• [Text]

•••••

Hi Pete, I've been following your threads [0] with interest seeing how the
social graph can be interpreted in code. The above quote in particular stood
out though. I'm not sure if the _"no evil"_ tag applies where you can access
the official Fb API and developer program then expect good to come out of it.
[1], [2]

    
    
      “That pulls the rug out from a whole policy &
       technology perspective that the point is to give 
       you control over your information - because you 
       don’t have control over your information.” 
       
       Hal Abelson
    

It appears that while Fb is trying to tighten up public leaked information, at
the same time they allow access to the social graph API which is just as
potentially more damaging to individuals.

•••••

• [Data provided]
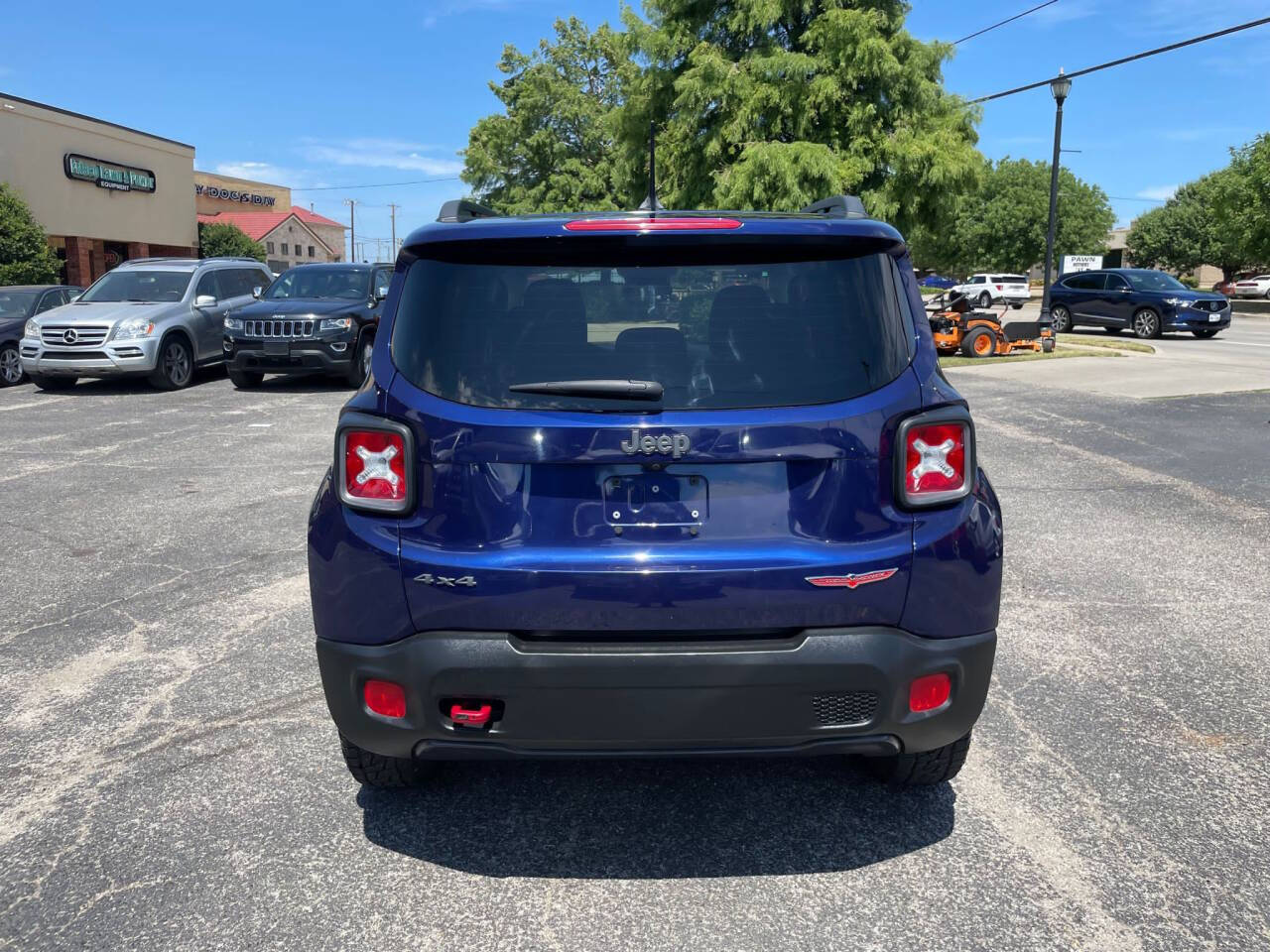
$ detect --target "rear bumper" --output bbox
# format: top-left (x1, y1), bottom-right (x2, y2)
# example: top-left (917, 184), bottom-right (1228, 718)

•••••

• [What you are asked to do] Rewrite the forum post on the Fb API from "Hi Pete, I've" to "come out of it.", swapping each "social graph" for "friend network".

• [Finished answer]
Hi Pete, I've been following your threads [0] with interest seeing how the
friend network can be interpreted in code. The above quote in particular stood
out though. I'm not sure if the _"no evil"_ tag applies where you can access
the official Fb API and developer program then expect good to come out of it.